> EXERCISE DIRECTIONS:
Which lines in the listing below contain the string "negative"? Gather each of them, and count only matches in the same case.

> RECORDS PROVIDED:
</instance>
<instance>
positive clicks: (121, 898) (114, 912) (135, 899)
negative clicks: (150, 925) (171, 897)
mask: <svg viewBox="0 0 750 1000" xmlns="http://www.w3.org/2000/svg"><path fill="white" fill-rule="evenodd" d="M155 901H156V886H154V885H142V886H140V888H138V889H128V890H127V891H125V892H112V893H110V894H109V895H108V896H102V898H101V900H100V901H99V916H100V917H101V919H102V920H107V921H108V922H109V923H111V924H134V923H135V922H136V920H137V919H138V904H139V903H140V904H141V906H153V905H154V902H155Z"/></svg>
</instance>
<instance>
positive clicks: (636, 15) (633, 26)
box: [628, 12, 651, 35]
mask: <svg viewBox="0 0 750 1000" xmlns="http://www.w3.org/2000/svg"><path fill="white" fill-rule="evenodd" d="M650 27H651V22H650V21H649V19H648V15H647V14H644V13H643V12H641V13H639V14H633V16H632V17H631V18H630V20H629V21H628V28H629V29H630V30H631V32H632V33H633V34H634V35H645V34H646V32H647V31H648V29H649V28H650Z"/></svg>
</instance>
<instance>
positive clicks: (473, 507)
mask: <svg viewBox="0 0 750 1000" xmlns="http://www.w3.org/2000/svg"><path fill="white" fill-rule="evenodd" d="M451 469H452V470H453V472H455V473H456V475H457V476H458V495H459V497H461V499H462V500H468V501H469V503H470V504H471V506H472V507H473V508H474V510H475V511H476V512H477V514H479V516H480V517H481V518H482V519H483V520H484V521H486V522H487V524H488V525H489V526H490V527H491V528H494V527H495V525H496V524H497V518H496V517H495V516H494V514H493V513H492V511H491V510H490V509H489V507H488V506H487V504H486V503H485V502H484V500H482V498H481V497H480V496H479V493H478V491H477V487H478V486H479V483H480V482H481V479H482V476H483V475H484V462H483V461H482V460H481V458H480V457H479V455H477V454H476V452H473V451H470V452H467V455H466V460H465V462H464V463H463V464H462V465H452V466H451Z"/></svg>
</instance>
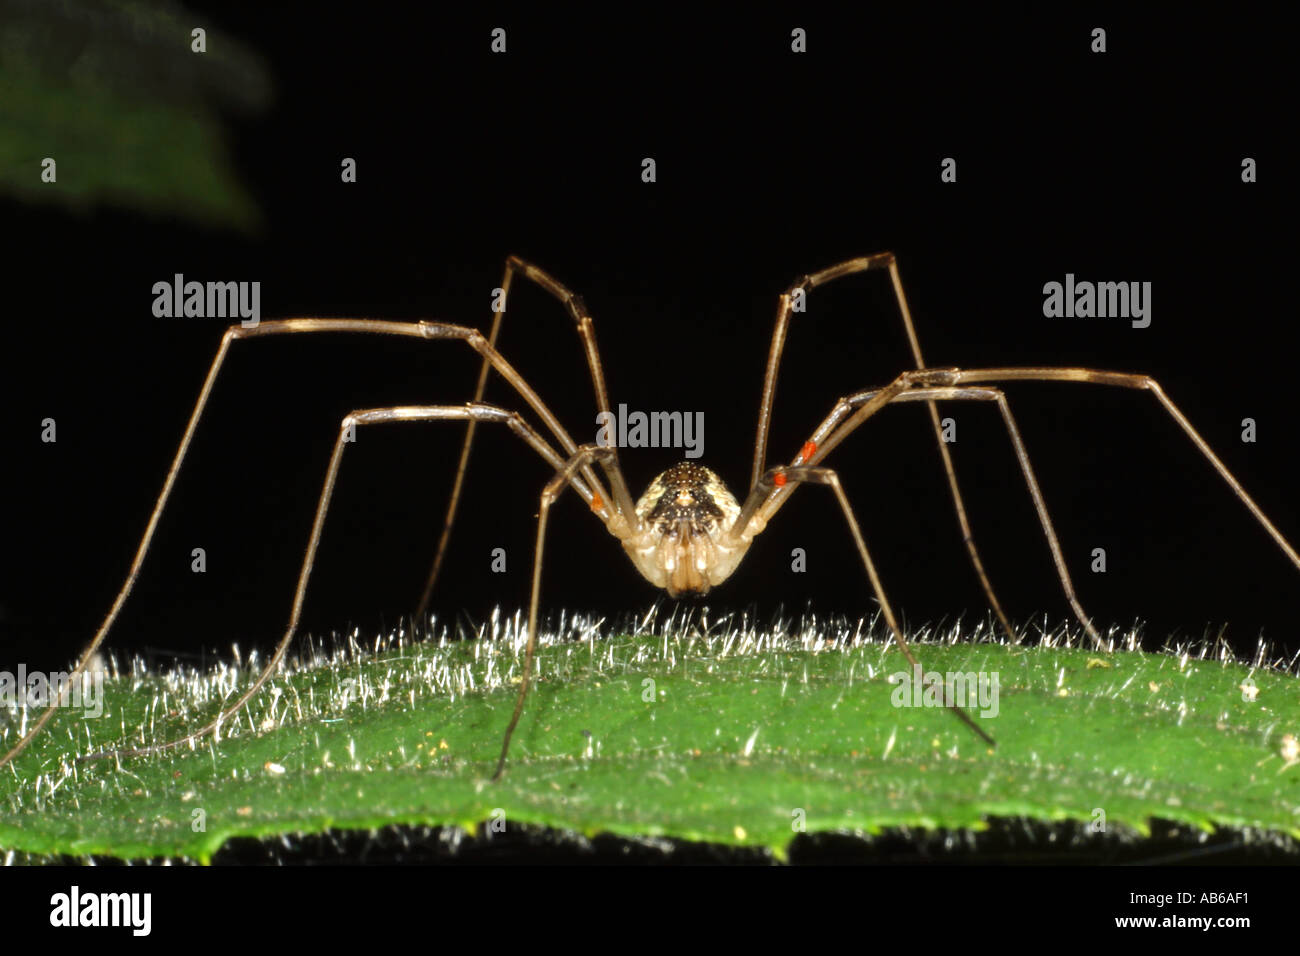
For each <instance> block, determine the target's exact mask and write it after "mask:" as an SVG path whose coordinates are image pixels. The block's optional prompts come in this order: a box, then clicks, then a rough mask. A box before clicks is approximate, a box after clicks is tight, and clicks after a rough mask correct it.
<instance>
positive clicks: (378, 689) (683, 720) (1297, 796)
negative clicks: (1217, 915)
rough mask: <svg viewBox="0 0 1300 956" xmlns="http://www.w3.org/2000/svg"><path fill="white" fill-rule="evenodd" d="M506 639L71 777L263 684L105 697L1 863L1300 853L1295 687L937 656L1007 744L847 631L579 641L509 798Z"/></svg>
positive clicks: (1, 804) (302, 676)
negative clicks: (1000, 832)
mask: <svg viewBox="0 0 1300 956" xmlns="http://www.w3.org/2000/svg"><path fill="white" fill-rule="evenodd" d="M510 633H511V635H512V636H510V637H504V639H502V640H495V641H493V640H486V641H484V640H472V641H450V643H417V644H409V643H404V641H395V643H393V644H390V645H387V646H381V648H380V649H378V650H377V652H376V653H374V654H359V653H342V654H337V656H334V657H325V656H318V657H320V659H318V661H317V662H315V663H305V665H300V666H299V667H298V669H295V670H294V671H291V672H285V674H282V675H281V676H278V678H277V679H276V680H273V682H270V683H269V684H268V687H266V688H264V689H263V692H261V693H260V695H259V696H257V697H256V698H255V700H253V702H252V705H251V706H250V708H248V709H246V710H244V711H243V713H242V714H239V715H238V717H237V718H233V719H231V721H229V722H227V724H226V726H224V727H222V730H221V734H220V740H217V741H213V740H211V739H209V740H204V741H203V743H200V744H198V745H196V748H195V749H190V748H188V747H187V748H183V749H179V750H172V752H166V753H161V754H153V756H147V757H133V758H122V760H121V762H120V765H118V763H117V762H114V761H113V760H105V761H96V762H86V763H74V762H73V757H74V756H75V753H87V752H95V750H99V749H103V748H110V747H139V745H142V744H147V743H159V741H166V740H172V739H175V737H178V736H182V735H183V734H185V732H186V731H187V730H194V728H196V727H200V726H203V723H204V722H205V721H207V719H209V718H211V717H212V715H214V714H216V713H217V709H218V702H220V701H221V700H226V701H229V700H233V695H234V693H235V691H237V688H238V687H243V685H247V682H248V680H251V678H252V674H253V671H252V670H251V669H234V667H227V669H222V670H218V671H216V672H213V674H209V675H203V676H199V675H196V674H194V672H183V674H173V675H168V676H156V675H143V676H136V678H125V676H123V678H121V679H114V680H109V682H107V684H105V691H107V702H105V705H104V711H103V715H101V717H100V718H98V719H95V718H88V717H87V714H86V713H85V710H86V709H85V708H83V709H73V708H65V709H64V710H61V711H60V713H59V715H57V717H56V718H55V719H53V721H52V722H51V724H49V726H48V727H47V731H45V734H44V735H43V736H42V737H39V739H38V740H36V741H35V743H34V744H32V747H31V748H30V749H29V750H27V752H26V753H25V754H22V756H21V757H19V758H18V760H17V761H16V762H14V763H13V765H10V767H12V769H6V770H5V774H4V775H0V848H4V849H13V851H23V852H29V853H35V855H44V853H70V855H78V856H79V855H103V856H113V857H122V858H142V857H156V856H168V857H188V858H194V860H199V861H208V860H211V857H212V855H213V853H214V852H216V851H217V849H218V848H220V847H221V845H222V844H224V843H225V842H226V840H227V839H230V838H233V836H272V835H281V834H303V832H318V831H322V830H326V829H331V827H341V829H373V827H380V826H386V825H394V823H408V825H428V826H439V825H456V826H461V827H467V829H472V827H474V826H476V825H478V823H481V822H484V821H489V819H491V818H493V817H494V814H497V816H500V817H503V819H504V821H506V825H507V826H510V825H511V823H536V825H545V826H551V827H560V829H567V830H573V831H578V832H582V834H588V835H591V834H597V832H612V834H617V835H625V836H668V838H679V839H686V840H708V842H716V843H723V844H737V845H758V847H766V848H770V849H771V851H772V852H775V853H776V855H777V856H781V855H783V853H784V851H785V848H787V845H788V844H789V842H790V839H792V838H793V836H794V834H796V830H797V826H798V825H802V826H803V827H805V829H806V831H807V832H819V831H852V832H858V834H872V832H878V831H880V830H881V829H884V827H894V826H909V827H949V829H958V827H965V829H982V827H983V826H984V821H985V818H987V817H1022V816H1023V817H1031V818H1037V819H1043V821H1062V819H1075V821H1084V822H1092V821H1095V819H1097V814H1096V812H1097V810H1104V813H1105V823H1106V826H1108V827H1121V829H1123V827H1128V829H1131V830H1134V831H1138V832H1143V834H1144V832H1148V826H1149V821H1152V819H1153V818H1161V819H1170V821H1175V822H1180V823H1186V825H1190V826H1192V827H1200V829H1206V830H1209V829H1214V827H1219V826H1232V827H1256V829H1261V830H1268V831H1281V832H1286V834H1291V835H1300V765H1296V766H1292V765H1290V763H1288V762H1287V761H1288V756H1290V757H1291V758H1294V757H1295V756H1296V754H1295V753H1294V752H1292V748H1294V747H1295V737H1294V735H1295V734H1296V732H1297V727H1300V704H1297V701H1300V695H1297V689H1300V688H1297V680H1296V678H1295V676H1294V675H1291V674H1287V672H1283V671H1281V670H1271V669H1252V667H1248V666H1245V665H1242V663H1235V662H1225V661H1219V659H1214V658H1213V657H1206V656H1204V654H1203V656H1200V657H1197V656H1192V654H1188V653H1183V654H1173V653H1156V654H1152V653H1140V652H1132V650H1125V652H1115V653H1099V652H1093V650H1080V649H1076V648H1067V646H1053V645H1049V644H1048V645H1043V646H1023V645H1005V644H988V643H983V644H970V643H965V644H962V643H958V644H937V645H927V644H922V645H919V646H918V648H917V653H918V656H919V657H920V661H922V663H923V665H924V666H926V669H927V671H945V672H946V671H962V672H966V671H980V672H984V674H992V672H996V674H997V676H998V695H997V715H996V717H988V718H980V717H978V715H976V718H975V719H978V721H980V724H982V726H983V727H985V728H987V730H988V731H989V732H991V734H992V735H993V736H995V737H996V739H997V748H996V749H992V748H989V747H987V745H985V744H983V743H982V741H980V740H978V739H976V737H975V736H974V735H972V734H971V732H970V731H969V730H967V728H966V727H963V726H962V724H961V723H959V722H958V721H956V719H954V718H953V715H952V714H949V713H946V711H945V710H944V709H943V708H915V706H902V708H900V706H894V700H896V698H897V697H898V696H900V695H901V693H902V688H901V685H898V684H894V683H891V675H896V674H898V672H901V671H905V665H904V662H902V658H901V656H900V654H898V652H897V650H894V649H892V648H891V646H889V645H888V644H883V643H875V641H861V643H857V644H852V643H849V641H848V639H852V637H853V633H854V632H853V630H852V628H837V630H833V632H828V631H826V630H820V631H819V630H813V628H810V630H809V631H807V632H805V633H798V635H776V636H774V635H759V633H758V632H755V631H740V632H724V631H720V630H719V631H716V632H701V631H699V630H698V628H690V630H689V631H688V632H686V633H681V632H675V633H673V635H672V636H668V637H666V636H663V635H643V636H637V637H629V636H620V637H612V639H595V640H593V639H584V640H565V641H559V643H551V644H549V645H547V646H543V648H542V649H541V650H539V654H538V672H539V675H541V679H539V680H538V682H537V684H536V688H534V691H533V693H532V695H530V696H529V700H528V704H526V706H525V709H524V717H523V719H521V722H520V726H519V731H517V732H516V735H515V740H513V744H512V747H511V754H510V761H508V765H507V771H506V777H504V779H503V780H502V782H499V783H489V782H487V778H489V777H490V774H491V771H493V770H494V766H495V758H497V754H498V752H499V748H500V739H502V734H503V731H504V727H506V724H507V722H508V719H510V714H511V710H512V708H513V704H515V696H516V688H517V680H519V672H520V665H521V661H520V654H519V646H517V644H519V641H517V631H512V632H510ZM828 637H835V640H829V639H828ZM1251 680H1253V695H1255V696H1253V700H1252V698H1251V696H1252V692H1251V691H1243V684H1244V685H1245V687H1248V688H1249V687H1251V683H1249V682H1251ZM647 682H653V683H647ZM650 701H653V702H650ZM970 710H972V711H978V710H979V708H978V706H972V708H970ZM0 727H3V730H4V743H5V744H8V743H12V741H13V740H14V739H16V737H17V735H18V734H19V732H21V726H19V722H18V719H17V714H14V719H13V721H12V722H10V723H9V724H4V723H0ZM123 731H125V732H123ZM74 748H75V753H74ZM196 812H201V814H200V813H196ZM200 817H201V821H203V829H196V821H198V819H200Z"/></svg>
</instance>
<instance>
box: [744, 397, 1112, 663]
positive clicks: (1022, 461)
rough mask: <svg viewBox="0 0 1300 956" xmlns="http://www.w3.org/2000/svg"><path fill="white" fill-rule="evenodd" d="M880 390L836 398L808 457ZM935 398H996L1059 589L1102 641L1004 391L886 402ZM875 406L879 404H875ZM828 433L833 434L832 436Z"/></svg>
mask: <svg viewBox="0 0 1300 956" xmlns="http://www.w3.org/2000/svg"><path fill="white" fill-rule="evenodd" d="M879 394H880V392H879V390H876V392H859V393H858V394H855V395H849V397H846V398H842V399H840V402H837V403H836V407H835V410H833V411H832V412H831V414H829V415H828V416H827V418H826V420H824V421H823V423H822V424H820V425H818V428H816V431H815V432H814V433H813V437H811V438H810V440H809V442H807V444H806V445H805V449H807V447H810V446H811V447H813V449H818V447H823V449H826V451H823V453H820V454H819V455H810V458H814V457H815V458H816V460H820V459H822V458H823V457H824V455H826V454H828V453H829V450H831V449H833V447H835V446H836V445H839V444H840V442H841V441H844V440H845V438H846V437H849V434H850V433H852V432H853V431H854V429H855V428H858V425H861V424H862V423H863V421H865V420H866V419H865V418H863V419H854V420H853V421H852V423H850V424H846V425H844V427H841V425H840V423H842V421H844V419H846V418H848V416H849V415H850V414H852V412H853V411H854V410H857V408H861V407H863V406H866V405H868V403H871V402H872V399H874V398H876V395H879ZM935 399H943V401H975V402H997V405H998V410H1000V411H1001V414H1002V423H1004V424H1005V425H1006V432H1008V434H1009V437H1010V438H1011V447H1013V450H1014V451H1015V458H1017V460H1018V462H1019V463H1021V472H1022V473H1023V475H1024V484H1026V485H1027V486H1028V492H1030V497H1031V498H1032V499H1034V509H1035V511H1037V515H1039V523H1040V524H1041V525H1043V535H1044V537H1047V541H1048V548H1049V549H1050V551H1052V563H1053V564H1054V566H1056V570H1057V578H1060V580H1061V589H1062V591H1063V592H1065V597H1066V601H1067V602H1069V604H1070V609H1071V610H1073V611H1074V614H1075V617H1076V618H1078V619H1079V623H1080V624H1083V628H1084V630H1086V631H1087V632H1088V636H1089V637H1092V640H1093V643H1095V644H1096V645H1097V646H1102V645H1104V641H1102V639H1101V635H1100V633H1099V632H1097V628H1096V627H1095V626H1093V623H1092V619H1091V618H1089V617H1088V615H1087V613H1086V611H1084V610H1083V605H1082V604H1079V597H1078V594H1076V593H1075V591H1074V581H1073V580H1070V571H1069V568H1067V567H1066V563H1065V554H1063V553H1062V550H1061V541H1060V540H1058V538H1057V533H1056V528H1054V525H1053V524H1052V515H1050V514H1049V511H1048V506H1047V502H1045V501H1044V499H1043V490H1041V488H1040V486H1039V480H1037V477H1036V476H1035V473H1034V466H1032V464H1030V455H1028V451H1027V450H1026V447H1024V441H1023V440H1022V438H1021V429H1019V428H1018V427H1017V424H1015V418H1014V416H1013V415H1011V408H1010V406H1009V405H1008V402H1006V395H1005V394H1004V393H1002V390H1001V389H996V388H987V386H974V388H927V386H918V388H911V389H909V390H906V392H897V390H896V392H894V394H893V397H892V398H891V399H889V401H891V402H917V401H926V402H931V401H935ZM878 407H879V406H878ZM831 436H835V437H833V438H832V437H831ZM783 501H784V499H776V498H774V499H771V501H768V502H767V505H766V507H764V518H767V519H770V518H771V515H772V514H775V512H776V511H777V510H779V509H780V506H781V503H783Z"/></svg>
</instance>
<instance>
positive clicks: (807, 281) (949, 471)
mask: <svg viewBox="0 0 1300 956" xmlns="http://www.w3.org/2000/svg"><path fill="white" fill-rule="evenodd" d="M871 269H888V271H889V280H891V282H892V284H893V290H894V298H896V299H897V300H898V312H900V313H901V315H902V324H904V329H905V330H906V333H907V345H909V346H910V347H911V356H913V360H914V362H915V363H917V368H918V369H923V368H926V362H924V359H923V358H922V355H920V341H919V339H918V338H917V328H915V325H914V324H913V321H911V310H910V308H909V307H907V297H906V295H905V294H904V290H902V277H901V276H900V274H898V263H897V261H896V260H894V255H893V252H879V254H876V255H871V256H862V258H859V259H850V260H849V261H845V263H840V264H839V265H831V267H829V268H826V269H822V271H820V272H814V273H811V274H809V276H803V277H802V278H798V280H796V281H794V284H793V285H792V286H790V287H789V289H788V290H787V291H785V293H783V294H781V298H780V300H779V304H777V308H776V328H775V329H774V330H772V347H771V350H770V351H768V356H767V373H766V376H764V377H763V399H762V402H761V405H759V408H758V436H757V437H755V440H754V467H753V471H751V473H750V483H751V484H753V483H755V481H758V476H759V473H761V472H762V471H763V468H764V466H766V459H767V436H768V431H770V428H771V420H772V403H774V402H775V398H776V375H777V371H779V368H780V364H781V352H783V351H784V349H785V336H787V333H788V330H789V324H790V315H792V312H793V308H794V299H796V294H806V293H809V291H810V290H813V289H815V287H818V286H819V285H824V284H827V282H831V281H833V280H836V278H841V277H844V276H852V274H855V273H858V272H867V271H871ZM927 405H928V407H930V420H931V424H932V425H933V429H935V440H936V441H937V442H939V457H940V459H943V463H944V473H945V475H946V476H948V489H949V492H950V494H952V498H953V509H954V510H956V512H957V524H958V525H959V527H961V531H962V542H963V544H965V545H966V553H967V555H969V557H970V562H971V567H972V568H974V570H975V575H976V576H978V578H979V583H980V587H982V588H983V589H984V596H985V597H987V598H988V604H989V607H992V610H993V614H996V615H997V619H998V620H1000V622H1001V623H1002V628H1004V630H1005V631H1006V633H1008V635H1009V636H1013V637H1014V632H1013V631H1011V623H1010V620H1008V617H1006V614H1005V613H1004V610H1002V605H1001V604H1000V602H998V600H997V594H995V593H993V585H992V583H989V580H988V574H987V572H985V571H984V562H983V561H982V559H980V555H979V549H978V548H976V546H975V536H974V533H972V532H971V525H970V519H969V518H967V516H966V505H965V502H963V501H962V492H961V486H959V485H958V484H957V471H956V470H954V468H953V457H952V453H950V451H949V450H948V442H945V441H944V427H943V423H941V421H940V418H939V406H937V405H935V402H927Z"/></svg>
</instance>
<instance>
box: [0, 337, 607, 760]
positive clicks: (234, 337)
mask: <svg viewBox="0 0 1300 956" xmlns="http://www.w3.org/2000/svg"><path fill="white" fill-rule="evenodd" d="M326 332H346V333H361V334H381V336H404V337H408V338H417V339H425V341H429V339H460V341H463V342H465V345H468V346H469V347H471V349H473V350H474V351H476V352H478V354H480V355H482V356H484V359H485V360H486V362H489V363H491V365H493V368H495V369H497V372H498V373H499V375H500V376H502V377H503V378H506V380H507V381H508V382H510V384H511V386H512V388H513V389H515V390H516V392H517V393H519V394H520V397H521V398H523V399H524V401H525V402H526V403H528V406H529V407H530V408H532V410H533V411H534V412H536V414H537V415H538V418H541V419H542V421H543V423H545V424H546V427H547V429H549V431H550V432H551V434H554V436H555V440H556V441H558V442H559V445H560V447H562V450H563V453H564V454H568V455H571V454H573V453H575V451H576V450H577V445H576V444H575V442H573V438H571V437H569V434H568V433H567V432H565V431H564V428H563V425H560V423H559V421H558V420H556V419H555V416H554V415H552V414H551V411H550V410H549V408H547V407H546V405H545V403H543V402H542V399H541V398H539V397H538V395H537V393H536V392H533V389H532V388H530V386H529V385H528V382H525V381H524V378H523V376H520V375H519V372H516V371H515V368H513V367H512V365H511V364H510V363H508V362H506V359H504V358H502V356H500V354H499V352H497V350H495V349H493V347H491V346H490V345H489V343H487V339H486V338H484V336H482V333H480V332H478V330H477V329H469V328H465V326H461V325H448V324H445V323H394V321H373V320H367V319H278V320H274V321H264V323H259V324H257V325H255V326H252V328H243V326H242V325H231V326H230V328H227V329H226V332H225V334H224V336H222V337H221V345H220V346H218V347H217V354H216V355H214V356H213V359H212V364H211V365H209V367H208V376H207V378H204V381H203V388H201V389H200V390H199V398H198V401H196V402H195V405H194V411H192V412H190V421H188V423H187V424H186V428H185V434H183V436H182V437H181V445H179V447H177V451H175V457H174V458H173V459H172V467H170V468H169V470H168V473H166V480H164V483H162V490H161V492H160V493H159V497H157V501H155V503H153V511H152V512H151V514H149V520H148V523H147V524H146V527H144V533H143V536H142V537H140V544H139V545H138V546H136V549H135V557H134V559H133V561H131V567H130V570H129V571H127V572H126V579H125V580H123V581H122V587H121V589H120V591H118V592H117V597H116V598H114V600H113V606H112V607H110V609H109V611H108V614H107V615H105V617H104V620H103V623H101V624H100V626H99V630H98V631H96V632H95V636H94V637H92V639H91V641H90V644H87V645H86V649H85V650H83V652H82V656H81V659H78V662H77V666H75V667H73V671H72V675H70V676H69V680H68V683H66V684H65V687H66V688H72V687H73V685H74V684H75V683H77V680H79V679H81V675H82V674H83V672H85V671H86V667H87V665H88V663H90V661H91V658H92V657H94V656H95V652H98V650H99V648H100V645H103V643H104V640H105V639H107V637H108V632H109V631H110V630H112V627H113V622H114V620H117V615H118V613H121V610H122V606H123V605H125V604H126V598H127V597H129V596H130V593H131V591H133V589H134V587H135V579H136V578H138V576H139V572H140V567H142V564H143V563H144V555H146V554H147V553H148V550H149V544H151V542H152V541H153V532H155V531H156V528H157V524H159V520H160V519H161V516H162V510H164V509H165V507H166V503H168V499H169V498H170V497H172V489H173V486H174V484H175V479H177V475H178V473H179V471H181V464H182V463H183V462H185V457H186V454H187V453H188V450H190V442H191V440H192V438H194V433H195V431H196V429H198V427H199V419H200V418H201V416H203V411H204V408H205V407H207V405H208V398H209V395H211V394H212V389H213V386H214V385H216V381H217V376H218V373H220V372H221V367H222V364H224V363H225V360H226V355H227V352H229V350H230V343H231V342H234V341H235V339H243V338H265V337H269V336H282V334H305V333H326ZM584 480H585V483H586V486H588V488H589V490H590V493H591V494H593V496H594V498H595V499H599V501H602V503H603V486H602V485H601V483H599V480H598V479H597V477H595V473H594V472H591V471H590V470H588V471H586V472H585V473H584ZM598 511H599V512H601V516H602V518H603V519H607V518H608V516H610V511H608V510H607V509H598ZM60 702H61V701H60V700H56V701H51V704H49V706H48V708H45V710H44V713H42V714H40V717H39V718H36V722H35V723H34V724H32V726H31V728H30V730H29V731H27V732H26V734H25V735H23V736H22V739H21V740H18V743H16V744H14V745H13V747H12V748H9V752H8V753H5V754H4V757H0V767H3V766H5V765H6V763H8V762H9V761H12V760H13V758H14V757H17V756H18V754H19V753H22V752H23V750H25V749H26V748H27V744H30V743H31V740H32V739H35V736H36V735H38V734H39V732H40V731H42V728H43V727H44V726H45V723H47V722H48V721H49V718H51V717H53V714H55V710H56V709H57V708H59V706H60Z"/></svg>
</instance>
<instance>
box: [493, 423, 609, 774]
mask: <svg viewBox="0 0 1300 956" xmlns="http://www.w3.org/2000/svg"><path fill="white" fill-rule="evenodd" d="M614 454H615V453H614V449H612V447H602V446H599V445H584V446H582V447H580V449H578V450H577V451H576V453H575V454H573V455H572V457H571V458H569V459H568V460H567V462H563V463H562V464H560V467H559V468H558V470H556V472H555V476H554V477H551V480H550V481H547V483H546V486H545V488H543V489H542V497H541V506H539V507H538V511H537V545H536V548H534V550H533V593H532V597H530V598H529V601H528V649H526V650H525V652H524V676H523V679H521V680H520V682H519V696H517V697H516V698H515V713H512V714H511V717H510V726H508V727H506V736H504V737H503V739H502V741H500V760H498V761H497V773H494V774H493V775H491V779H493V780H499V779H500V775H502V774H503V773H504V771H506V756H507V754H508V753H510V739H511V737H512V736H513V735H515V727H517V726H519V717H520V714H523V713H524V698H525V697H526V696H528V685H529V680H530V679H532V675H533V657H534V656H536V653H537V601H538V597H539V594H541V591H542V551H543V549H545V546H546V519H547V515H550V511H551V505H554V503H555V499H556V498H559V496H560V492H562V490H564V485H569V484H573V476H575V475H576V473H577V472H578V471H581V470H582V468H584V467H585V466H588V464H590V463H591V462H593V460H598V462H602V463H604V462H608V460H611V459H614Z"/></svg>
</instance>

> TASK RESPONSE:
negative clicks: (150, 925) (171, 897)
negative clicks: (1217, 915)
negative clicks: (1000, 832)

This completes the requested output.